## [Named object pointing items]

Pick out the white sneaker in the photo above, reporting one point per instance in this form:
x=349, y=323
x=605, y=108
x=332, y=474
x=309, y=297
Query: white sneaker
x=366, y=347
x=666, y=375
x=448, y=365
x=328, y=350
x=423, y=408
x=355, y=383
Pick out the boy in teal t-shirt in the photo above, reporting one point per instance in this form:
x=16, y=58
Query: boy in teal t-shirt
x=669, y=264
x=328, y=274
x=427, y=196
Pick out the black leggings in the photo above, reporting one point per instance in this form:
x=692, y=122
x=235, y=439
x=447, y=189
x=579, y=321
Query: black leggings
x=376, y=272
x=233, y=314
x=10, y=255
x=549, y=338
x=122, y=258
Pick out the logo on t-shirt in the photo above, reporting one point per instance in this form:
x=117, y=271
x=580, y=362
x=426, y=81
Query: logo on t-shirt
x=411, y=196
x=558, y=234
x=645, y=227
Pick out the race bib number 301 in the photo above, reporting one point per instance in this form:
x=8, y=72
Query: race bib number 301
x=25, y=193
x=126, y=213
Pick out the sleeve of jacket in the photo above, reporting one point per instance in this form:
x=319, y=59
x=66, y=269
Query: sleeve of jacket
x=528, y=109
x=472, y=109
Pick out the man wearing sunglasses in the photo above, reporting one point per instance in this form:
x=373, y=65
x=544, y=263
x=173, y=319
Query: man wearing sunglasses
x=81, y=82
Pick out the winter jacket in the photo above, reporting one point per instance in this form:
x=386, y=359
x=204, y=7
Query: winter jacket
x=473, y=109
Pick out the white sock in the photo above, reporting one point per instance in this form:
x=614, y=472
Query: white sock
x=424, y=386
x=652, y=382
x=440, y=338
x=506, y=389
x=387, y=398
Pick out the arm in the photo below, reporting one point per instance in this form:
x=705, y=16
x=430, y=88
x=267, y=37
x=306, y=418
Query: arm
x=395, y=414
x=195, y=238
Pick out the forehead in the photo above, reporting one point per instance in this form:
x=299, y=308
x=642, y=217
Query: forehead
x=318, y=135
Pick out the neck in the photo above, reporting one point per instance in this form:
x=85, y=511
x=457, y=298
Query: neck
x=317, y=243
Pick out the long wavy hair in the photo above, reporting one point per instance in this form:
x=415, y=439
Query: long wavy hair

## [Given problem]
Copy every line from the one that contains "Pick out the neck" through the end of the items, requests included. Raise each answer coordinate by 37, and leave the requests and their format samples unchanged.

## [The response]
Pick out the neck in the photo above, reporting one point per instance in this form:
x=85, y=511
x=457, y=298
Query: neck
x=354, y=280
Pick out the long wavy hair in the photo above, reporting one point per instance in this form:
x=415, y=439
Query: long wavy hair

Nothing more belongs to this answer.